§ Enunciado A
Transcreva o trecho da entrevista com o prefeito de São Paulo começando em "27 Abril 2016" e terminando em "partido em 2012.".

======== Trecho da página ========

27 Abril 2016
O prefeito de São Paulo, Fernando Haddad (PT), afirma que a oposição criou uma "agenda de intolerância" durante o governo federal petista. Em entrevista exclusiva à BBC Brasil, ele diz que sobretudo tucanos alimentaram a criação de movimentos sociais de direita com um discurso "preconceituoso", sem se beneficiar disso.
O prefeito da maior cidade do país afirma ainda que acha muito difícil a presidente Dilma Rousseff se livrar do processo de impeachment, apesar de ver o processo como um "casuísmo".
A entrevista é de Felipe Souza, publicada por BBC Brasil, 26-04-2016.
Questionado se tem planos de sair do PT, Haddad diz que vê como oportunismo a desfiliação de um a cada cinco prefeitos eleitos pelo partido em 2012.
Eis a entrevista.
Como o senhor vê o crescimento dos movimentos de classe média? É saudável essa ascensão da direita na democracia?
Nos dez anos de crescimento econômico que tivemos, a classe média tradicional presenciou um fenômeno inédito no Brasil, que foi o distanciamento dos ricos, que se tornaram ainda mais ricos, e a emergência dos pobres, que se tornaram menos pobres. E a classe média viu a sua posição relativa se deteriorar, embora não tenha perdido o poder de compra.
Ela manteve o seu poder econômico, mas viu milhões de brasileiros se aproximarem dela no ponto de vista de status e posição social. Isso (aconteceu) somado a uma agenda de intolerância cultivada desde 2006 sobretudo pelo PSDB - uma agenda antissocial, que discutiu de forma totalmente artificial temas caros às mulheres, aos jovens negros da periferia, à comunidade LGBT.
A maneira como o PSDB organizou a intolerância desde 2006 se fez notar agora. Então, esse ressentimento foi nutrido pelo preconceito, que foi sim patrocinado pela oposição.
Não há como negar o tipo de abordagem que eles fizeram nas sucessivas campanhas eleitorais, sobretudo de 2002, 2006, 2010 e 2014. Eles foram alimentando uma agenda de intolerância muito notável que, quando combinada com a crise econômica, gerou o surgimento de movimentos bastante conservadores. Alguns até de viés neo-fascista.
O senhor vê a ascensão desses movimentos como um reflexo do preconceito e divisão de classes?
Eu vejo como a conjugação desses dois fatores. A conjunção de uma relativa perda de prestígio econômico-social, de status de uma classe média tradicional, nutrida por uma agenda partidária envolvendo o preconceito. A maneira como foram abordados temas como aborto, combate à homofobia, questão racial e, mais recentemente, maioridade penal tem tudo a ver com essa perspectiva de intolerância que agora tem uma representação política mais bem definida.
O que fica claro nesse movimento é que o PSDB não parece ser o maior beneficiário daquilo que ele patrocinou. Você vê que nas camadas mais ricas da sociedade o (deputado Jair) Bolsonaro tem mais intenção de voto que (Geraldo) Alckmin e Marina (Silva), por exemplo, e que o próprio Aécio (Neves).

========

§ Enunciado B
Repita palavra por palavra as linhas dos registros abaixo, começando na linha que contém "the bird neck" e terminando na que contém "column 265, row 267", incluindo as duas.

======== Trecho dos registros ========

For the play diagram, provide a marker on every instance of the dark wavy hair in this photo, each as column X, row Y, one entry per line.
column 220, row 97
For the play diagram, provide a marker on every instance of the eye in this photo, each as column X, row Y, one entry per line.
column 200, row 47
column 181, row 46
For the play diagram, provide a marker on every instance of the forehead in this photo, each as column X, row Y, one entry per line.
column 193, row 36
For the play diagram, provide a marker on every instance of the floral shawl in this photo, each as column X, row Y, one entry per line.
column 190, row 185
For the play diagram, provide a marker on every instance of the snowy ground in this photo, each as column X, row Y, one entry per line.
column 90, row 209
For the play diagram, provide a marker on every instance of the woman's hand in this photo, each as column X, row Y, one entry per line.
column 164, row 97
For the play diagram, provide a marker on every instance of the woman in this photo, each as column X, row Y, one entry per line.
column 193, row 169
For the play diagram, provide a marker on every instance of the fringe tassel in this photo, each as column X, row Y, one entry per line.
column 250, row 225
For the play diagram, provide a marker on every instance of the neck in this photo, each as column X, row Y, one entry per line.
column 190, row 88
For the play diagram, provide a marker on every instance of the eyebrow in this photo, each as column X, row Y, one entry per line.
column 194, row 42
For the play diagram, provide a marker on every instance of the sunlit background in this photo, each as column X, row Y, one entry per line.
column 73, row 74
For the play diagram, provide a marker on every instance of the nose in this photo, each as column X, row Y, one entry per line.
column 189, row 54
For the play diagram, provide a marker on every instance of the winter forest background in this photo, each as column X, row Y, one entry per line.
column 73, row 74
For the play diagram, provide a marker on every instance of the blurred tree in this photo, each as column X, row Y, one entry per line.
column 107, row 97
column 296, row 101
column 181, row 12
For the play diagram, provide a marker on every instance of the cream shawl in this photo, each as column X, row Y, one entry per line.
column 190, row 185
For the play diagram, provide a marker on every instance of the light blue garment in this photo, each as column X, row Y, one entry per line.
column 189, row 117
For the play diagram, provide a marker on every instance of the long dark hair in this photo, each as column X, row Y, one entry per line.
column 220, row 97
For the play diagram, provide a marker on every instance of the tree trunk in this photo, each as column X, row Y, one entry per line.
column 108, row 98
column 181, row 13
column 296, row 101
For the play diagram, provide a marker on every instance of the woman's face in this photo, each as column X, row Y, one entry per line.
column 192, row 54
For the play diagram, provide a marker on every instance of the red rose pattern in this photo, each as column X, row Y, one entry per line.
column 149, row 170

========
======== Trecho dos registros ========

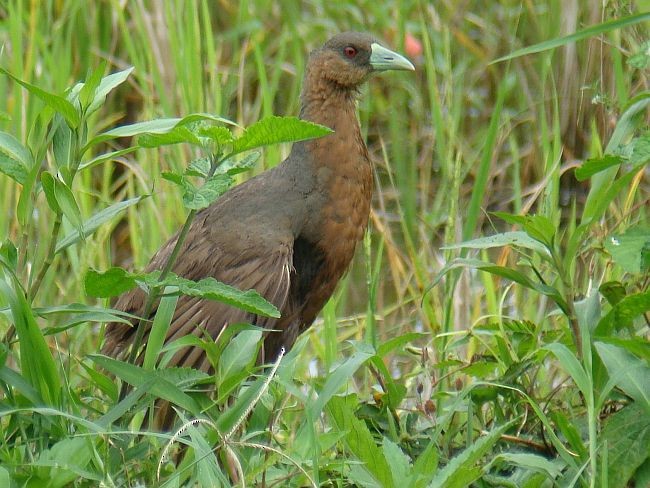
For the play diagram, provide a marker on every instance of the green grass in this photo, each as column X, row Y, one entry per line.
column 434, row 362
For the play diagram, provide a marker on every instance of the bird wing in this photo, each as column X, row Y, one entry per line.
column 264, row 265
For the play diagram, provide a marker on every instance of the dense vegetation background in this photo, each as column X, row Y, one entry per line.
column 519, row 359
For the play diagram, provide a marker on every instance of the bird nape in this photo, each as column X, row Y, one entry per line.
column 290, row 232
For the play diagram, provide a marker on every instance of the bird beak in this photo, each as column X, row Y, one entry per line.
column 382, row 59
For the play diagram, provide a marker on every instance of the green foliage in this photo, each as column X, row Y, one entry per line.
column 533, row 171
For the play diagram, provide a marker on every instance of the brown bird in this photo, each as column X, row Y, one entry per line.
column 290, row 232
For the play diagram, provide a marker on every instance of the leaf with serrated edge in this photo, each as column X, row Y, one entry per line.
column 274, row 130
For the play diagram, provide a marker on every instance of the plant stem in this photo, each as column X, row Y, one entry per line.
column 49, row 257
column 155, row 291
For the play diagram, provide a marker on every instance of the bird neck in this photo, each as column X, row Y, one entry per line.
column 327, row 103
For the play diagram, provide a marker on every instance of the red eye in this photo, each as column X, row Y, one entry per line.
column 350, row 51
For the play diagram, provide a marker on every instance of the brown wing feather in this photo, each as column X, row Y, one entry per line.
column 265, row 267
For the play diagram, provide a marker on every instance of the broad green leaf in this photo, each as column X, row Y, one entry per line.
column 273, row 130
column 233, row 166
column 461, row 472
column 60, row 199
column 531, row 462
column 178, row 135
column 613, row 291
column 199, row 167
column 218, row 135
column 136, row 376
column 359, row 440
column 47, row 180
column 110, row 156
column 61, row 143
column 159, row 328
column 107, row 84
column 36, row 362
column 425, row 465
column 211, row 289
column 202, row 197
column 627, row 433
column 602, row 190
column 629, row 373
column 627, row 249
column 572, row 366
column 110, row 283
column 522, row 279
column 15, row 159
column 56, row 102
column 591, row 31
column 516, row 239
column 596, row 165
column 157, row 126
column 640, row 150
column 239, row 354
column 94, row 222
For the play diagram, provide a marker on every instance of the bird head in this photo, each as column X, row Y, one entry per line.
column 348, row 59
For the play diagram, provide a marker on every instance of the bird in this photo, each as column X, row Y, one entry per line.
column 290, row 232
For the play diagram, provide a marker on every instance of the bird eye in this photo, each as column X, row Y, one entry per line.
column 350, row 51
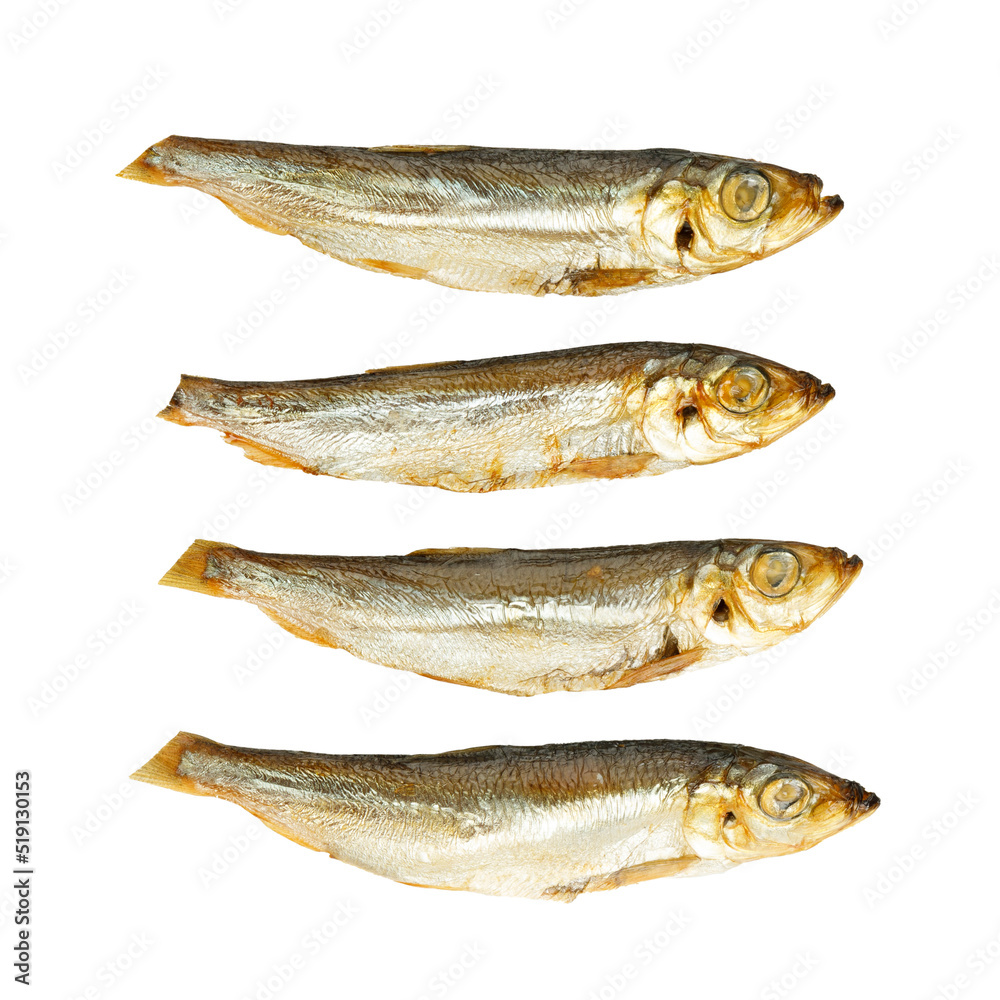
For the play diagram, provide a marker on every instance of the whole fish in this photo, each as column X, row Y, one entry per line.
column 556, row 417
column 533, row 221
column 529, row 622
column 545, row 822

========

§ Resposta A
27 Abril 2016
O prefeito de São Paulo, Fernando Haddad (PT), afirma que a oposição criou uma "agenda de intolerância" durante o governo federal petista. Em entrevista exclusiva à BBC Brasil, ele diz que sobretudo tucanos alimentaram a criação de movimentos sociais de direita com um discurso "preconceituoso", sem se beneficiar disso.
O prefeito da maior cidade do país afirma ainda que acha muito difícil a presidente Dilma Rousseff se livrar do processo de impeachment, apesar de ver o processo como um "casuísmo".
A entrevista é de Felipe Souza, publicada por BBC Brasil, 26-04-2016.
Questionado se tem planos de sair do PT, Haddad diz que vê como oportunismo a desfiliação de um a cada cinco prefeitos eleitos pelo partido em 2012.

§ Resposta B
For the play diagram, provide a marker on every instance of the bird neck in this photo, each as column X, row Y, one entry per line.
column 327, row 103
For the play diagram, provide a marker on every instance of the red eye in this photo, each as column X, row Y, one entry per line.
column 350, row 51
For the play diagram, provide a marker on every instance of the brown wing feather in this photo, each as column X, row Y, one entry per line.
column 265, row 267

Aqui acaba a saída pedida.